(Entries from a dataset)
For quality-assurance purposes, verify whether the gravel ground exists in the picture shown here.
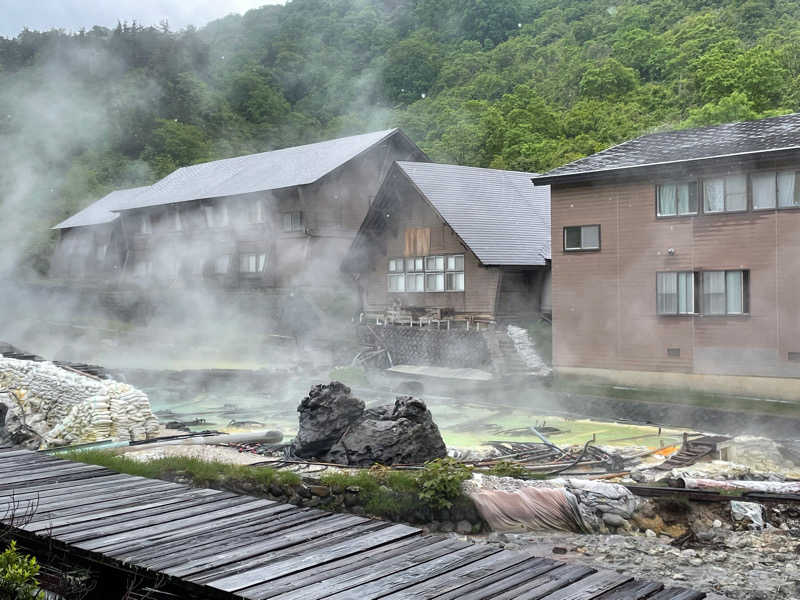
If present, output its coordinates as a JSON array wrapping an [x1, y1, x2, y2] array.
[[125, 445, 264, 465], [468, 528, 800, 600]]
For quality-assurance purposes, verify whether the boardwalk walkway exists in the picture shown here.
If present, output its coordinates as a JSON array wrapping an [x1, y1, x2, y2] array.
[[0, 448, 705, 600]]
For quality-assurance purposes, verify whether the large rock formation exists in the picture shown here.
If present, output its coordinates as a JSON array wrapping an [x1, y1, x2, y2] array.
[[0, 357, 158, 448], [295, 381, 447, 466], [294, 381, 364, 458]]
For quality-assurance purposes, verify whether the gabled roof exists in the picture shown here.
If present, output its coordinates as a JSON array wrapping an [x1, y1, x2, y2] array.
[[534, 113, 800, 183], [353, 161, 550, 266], [112, 129, 400, 210], [51, 186, 148, 229]]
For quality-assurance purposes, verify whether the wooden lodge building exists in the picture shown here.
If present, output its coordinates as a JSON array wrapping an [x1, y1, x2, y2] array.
[[533, 114, 800, 400], [50, 187, 146, 281], [51, 129, 427, 288], [342, 161, 551, 322]]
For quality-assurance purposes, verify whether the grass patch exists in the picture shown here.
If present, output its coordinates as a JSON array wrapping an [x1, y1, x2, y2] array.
[[552, 376, 800, 418], [64, 450, 286, 486]]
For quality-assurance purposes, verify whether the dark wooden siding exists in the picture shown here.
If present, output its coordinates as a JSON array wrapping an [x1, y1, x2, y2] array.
[[123, 135, 425, 288], [361, 179, 500, 315], [552, 176, 800, 376]]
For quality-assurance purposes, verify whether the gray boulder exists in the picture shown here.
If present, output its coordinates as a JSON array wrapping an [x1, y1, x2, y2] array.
[[294, 381, 364, 458], [328, 396, 447, 466], [295, 382, 447, 466]]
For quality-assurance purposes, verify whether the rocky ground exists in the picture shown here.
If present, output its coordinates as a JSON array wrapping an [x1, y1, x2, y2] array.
[[476, 527, 800, 600]]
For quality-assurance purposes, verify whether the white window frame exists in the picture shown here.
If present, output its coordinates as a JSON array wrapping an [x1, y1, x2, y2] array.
[[656, 181, 699, 217], [656, 271, 697, 316], [564, 223, 603, 252], [703, 173, 749, 215]]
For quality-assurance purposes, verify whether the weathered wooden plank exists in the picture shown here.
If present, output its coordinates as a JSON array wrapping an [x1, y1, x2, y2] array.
[[0, 463, 107, 489], [164, 515, 372, 577], [103, 503, 296, 562], [207, 525, 419, 592], [595, 581, 664, 600], [252, 538, 470, 600], [294, 544, 499, 600], [0, 465, 113, 490], [384, 550, 527, 600], [0, 472, 141, 498], [436, 557, 564, 600], [647, 587, 706, 600], [0, 455, 65, 477], [494, 564, 595, 600], [72, 497, 274, 553], [24, 490, 225, 537], [253, 535, 440, 598], [0, 475, 164, 502], [131, 511, 330, 570], [190, 520, 396, 584], [53, 489, 242, 542], [547, 570, 633, 600], [14, 480, 175, 513]]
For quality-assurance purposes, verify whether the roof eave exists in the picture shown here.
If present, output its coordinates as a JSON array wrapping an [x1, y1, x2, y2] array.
[[531, 146, 800, 185]]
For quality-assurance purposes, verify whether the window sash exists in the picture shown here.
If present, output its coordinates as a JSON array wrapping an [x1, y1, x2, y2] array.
[[387, 274, 405, 292], [425, 273, 444, 292], [405, 273, 425, 292], [725, 271, 744, 315], [777, 171, 800, 208], [445, 272, 464, 292], [425, 256, 444, 272], [214, 254, 231, 275], [750, 171, 778, 210], [703, 271, 727, 315]]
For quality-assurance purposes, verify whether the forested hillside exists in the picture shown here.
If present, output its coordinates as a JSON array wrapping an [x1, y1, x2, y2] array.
[[0, 0, 800, 272]]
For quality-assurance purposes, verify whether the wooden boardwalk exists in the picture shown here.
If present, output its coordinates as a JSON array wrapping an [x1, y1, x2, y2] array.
[[0, 448, 705, 600]]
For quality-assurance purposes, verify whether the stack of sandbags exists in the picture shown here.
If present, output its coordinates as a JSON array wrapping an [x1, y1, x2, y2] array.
[[0, 357, 158, 447]]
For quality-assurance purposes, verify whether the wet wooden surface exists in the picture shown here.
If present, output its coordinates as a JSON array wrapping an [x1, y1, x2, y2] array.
[[0, 447, 705, 600]]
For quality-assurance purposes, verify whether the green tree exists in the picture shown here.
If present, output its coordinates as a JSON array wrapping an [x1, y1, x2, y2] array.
[[143, 119, 211, 178], [580, 58, 638, 98], [0, 541, 44, 600]]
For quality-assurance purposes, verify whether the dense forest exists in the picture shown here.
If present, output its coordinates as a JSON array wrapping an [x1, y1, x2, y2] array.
[[0, 0, 800, 272]]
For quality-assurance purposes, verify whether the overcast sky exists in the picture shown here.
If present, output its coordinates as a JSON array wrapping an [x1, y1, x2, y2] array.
[[0, 0, 285, 38]]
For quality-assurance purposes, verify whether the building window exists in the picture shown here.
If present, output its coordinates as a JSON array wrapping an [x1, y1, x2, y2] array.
[[214, 254, 231, 275], [564, 225, 600, 252], [703, 271, 749, 315], [133, 260, 153, 277], [425, 256, 445, 292], [703, 175, 747, 213], [239, 252, 267, 273], [750, 171, 800, 210], [389, 274, 406, 292], [406, 273, 425, 292], [425, 256, 444, 272], [281, 211, 305, 231], [387, 254, 464, 292], [172, 207, 183, 231], [250, 198, 267, 223], [656, 271, 695, 315], [656, 181, 697, 217], [444, 254, 464, 292]]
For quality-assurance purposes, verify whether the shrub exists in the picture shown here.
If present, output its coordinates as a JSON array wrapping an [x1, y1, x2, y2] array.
[[0, 541, 44, 600], [418, 458, 472, 508]]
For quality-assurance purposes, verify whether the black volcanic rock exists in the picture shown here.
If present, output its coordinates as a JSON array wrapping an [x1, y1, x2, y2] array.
[[295, 382, 447, 466]]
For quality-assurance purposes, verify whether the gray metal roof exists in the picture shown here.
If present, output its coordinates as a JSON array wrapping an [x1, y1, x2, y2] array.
[[397, 161, 550, 266], [535, 113, 800, 182], [116, 129, 399, 210], [51, 186, 149, 229]]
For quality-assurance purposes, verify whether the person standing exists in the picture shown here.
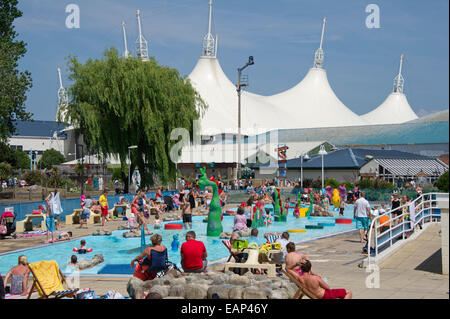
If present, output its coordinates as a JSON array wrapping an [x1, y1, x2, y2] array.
[[180, 230, 208, 273], [391, 192, 402, 225], [99, 189, 108, 227], [182, 196, 192, 229], [353, 191, 371, 243], [45, 195, 55, 243]]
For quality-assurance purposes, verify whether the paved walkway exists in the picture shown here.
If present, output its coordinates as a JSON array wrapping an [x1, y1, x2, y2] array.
[[0, 214, 449, 299]]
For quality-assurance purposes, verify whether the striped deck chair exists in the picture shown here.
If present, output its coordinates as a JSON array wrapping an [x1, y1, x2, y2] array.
[[264, 233, 281, 244], [27, 260, 78, 299]]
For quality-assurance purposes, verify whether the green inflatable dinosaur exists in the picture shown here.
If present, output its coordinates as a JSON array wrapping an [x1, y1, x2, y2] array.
[[198, 167, 223, 237], [252, 204, 264, 228], [273, 188, 287, 222], [305, 192, 314, 217]]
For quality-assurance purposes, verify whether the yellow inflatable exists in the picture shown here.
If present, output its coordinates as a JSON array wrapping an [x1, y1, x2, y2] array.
[[300, 207, 309, 217], [331, 189, 341, 209]]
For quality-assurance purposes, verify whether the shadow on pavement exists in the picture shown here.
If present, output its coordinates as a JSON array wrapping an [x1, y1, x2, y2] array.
[[414, 248, 442, 275]]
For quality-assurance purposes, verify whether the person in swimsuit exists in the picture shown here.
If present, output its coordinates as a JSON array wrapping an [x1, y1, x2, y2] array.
[[131, 234, 168, 281], [4, 255, 30, 296], [391, 193, 402, 225], [285, 242, 309, 282], [300, 260, 352, 299], [77, 239, 88, 254]]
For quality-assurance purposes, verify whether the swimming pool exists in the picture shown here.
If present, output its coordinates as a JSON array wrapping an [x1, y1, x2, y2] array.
[[0, 205, 355, 275]]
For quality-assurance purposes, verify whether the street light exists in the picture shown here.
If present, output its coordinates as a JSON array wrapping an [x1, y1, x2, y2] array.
[[128, 145, 137, 193], [300, 152, 309, 188], [236, 56, 255, 179], [319, 145, 328, 189]]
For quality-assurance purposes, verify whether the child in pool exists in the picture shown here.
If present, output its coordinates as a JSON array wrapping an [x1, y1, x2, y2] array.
[[128, 209, 136, 232], [153, 214, 161, 229], [172, 234, 180, 251], [77, 239, 91, 254], [294, 203, 300, 218], [58, 231, 72, 240], [284, 197, 291, 212]]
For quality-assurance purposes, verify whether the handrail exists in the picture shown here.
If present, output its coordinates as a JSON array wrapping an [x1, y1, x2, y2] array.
[[367, 193, 448, 265]]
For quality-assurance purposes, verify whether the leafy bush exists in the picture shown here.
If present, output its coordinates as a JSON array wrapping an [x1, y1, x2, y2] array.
[[0, 162, 12, 180], [38, 148, 66, 169], [321, 178, 340, 188], [436, 171, 449, 193], [309, 179, 322, 189], [22, 171, 47, 186], [344, 182, 355, 190]]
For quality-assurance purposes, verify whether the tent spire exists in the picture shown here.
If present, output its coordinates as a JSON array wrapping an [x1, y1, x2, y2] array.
[[136, 9, 149, 61], [314, 18, 327, 68], [394, 54, 405, 93], [203, 0, 217, 57], [122, 20, 130, 58]]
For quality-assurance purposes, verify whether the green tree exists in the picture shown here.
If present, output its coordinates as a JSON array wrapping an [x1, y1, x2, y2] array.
[[0, 141, 30, 169], [436, 171, 449, 193], [0, 0, 31, 140], [61, 48, 206, 190], [0, 162, 12, 180], [38, 148, 66, 169]]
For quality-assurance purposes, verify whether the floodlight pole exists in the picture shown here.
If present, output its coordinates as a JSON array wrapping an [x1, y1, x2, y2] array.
[[128, 145, 137, 194], [236, 56, 254, 180]]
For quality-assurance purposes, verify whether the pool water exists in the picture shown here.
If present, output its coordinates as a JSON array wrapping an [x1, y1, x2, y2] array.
[[0, 205, 355, 274]]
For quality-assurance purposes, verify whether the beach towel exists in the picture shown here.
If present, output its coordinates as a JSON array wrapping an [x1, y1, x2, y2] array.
[[30, 260, 64, 296]]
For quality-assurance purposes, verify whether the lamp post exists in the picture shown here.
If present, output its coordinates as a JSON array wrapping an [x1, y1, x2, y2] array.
[[300, 153, 309, 188], [319, 145, 328, 189], [236, 56, 255, 180], [128, 145, 137, 193]]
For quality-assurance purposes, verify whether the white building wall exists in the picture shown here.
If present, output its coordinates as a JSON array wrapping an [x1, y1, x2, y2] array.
[[255, 169, 359, 183], [8, 136, 64, 158]]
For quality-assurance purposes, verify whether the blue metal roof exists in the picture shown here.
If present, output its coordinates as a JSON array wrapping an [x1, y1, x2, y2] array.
[[14, 121, 66, 138], [248, 121, 449, 145], [255, 148, 430, 169]]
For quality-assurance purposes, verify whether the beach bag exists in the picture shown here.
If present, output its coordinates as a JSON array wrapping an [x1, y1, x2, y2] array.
[[233, 239, 248, 250]]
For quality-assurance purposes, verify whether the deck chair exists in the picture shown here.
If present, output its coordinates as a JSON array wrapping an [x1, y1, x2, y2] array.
[[264, 233, 281, 244], [27, 260, 78, 299], [281, 269, 318, 299]]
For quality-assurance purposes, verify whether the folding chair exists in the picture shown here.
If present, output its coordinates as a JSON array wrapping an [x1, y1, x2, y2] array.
[[27, 260, 78, 299]]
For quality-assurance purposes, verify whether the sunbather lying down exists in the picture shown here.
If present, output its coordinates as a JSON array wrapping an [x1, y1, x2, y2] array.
[[300, 260, 352, 299], [286, 243, 352, 299]]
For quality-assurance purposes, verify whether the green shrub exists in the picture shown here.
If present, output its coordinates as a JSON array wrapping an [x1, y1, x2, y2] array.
[[436, 171, 449, 193]]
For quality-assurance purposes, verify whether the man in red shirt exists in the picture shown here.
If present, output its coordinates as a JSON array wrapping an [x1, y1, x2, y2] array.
[[180, 231, 208, 273]]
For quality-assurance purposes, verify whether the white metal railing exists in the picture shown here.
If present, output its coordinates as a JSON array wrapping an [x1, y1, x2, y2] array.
[[367, 193, 448, 265]]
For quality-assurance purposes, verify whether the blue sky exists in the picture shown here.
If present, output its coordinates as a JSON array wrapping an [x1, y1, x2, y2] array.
[[15, 0, 449, 120]]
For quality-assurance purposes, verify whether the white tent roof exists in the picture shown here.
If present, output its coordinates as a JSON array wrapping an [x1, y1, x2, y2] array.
[[178, 143, 276, 163], [267, 68, 367, 128], [361, 92, 418, 124], [189, 56, 287, 135]]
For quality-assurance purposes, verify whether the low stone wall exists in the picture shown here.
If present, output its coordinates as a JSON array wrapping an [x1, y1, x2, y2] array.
[[127, 271, 297, 299]]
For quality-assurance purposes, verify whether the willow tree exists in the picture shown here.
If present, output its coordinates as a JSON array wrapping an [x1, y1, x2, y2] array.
[[60, 48, 206, 190]]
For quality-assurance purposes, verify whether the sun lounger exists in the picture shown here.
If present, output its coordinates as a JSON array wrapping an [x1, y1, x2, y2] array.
[[27, 260, 78, 299], [225, 249, 276, 277], [281, 269, 317, 299]]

#### DESCRIPTION OF THE TASK:
Rewrite the lines from the one containing "For quality-assurance purposes, verify whether the paved" to the one containing "[[0, 214, 449, 299]]" as a Markdown table with the columns Row and Line. Number each line in order and leave out any blank lines.

#### TASK OUTPUT:
| Row | Line |
|---|---|
| 1 | For quality-assurance purposes, verify whether the paved walkway exists in the picture shown here. |
| 2 | If present, output its coordinates as a JSON array wrapping an [x1, y1, x2, y2] array. |
| 3 | [[0, 214, 449, 299]] |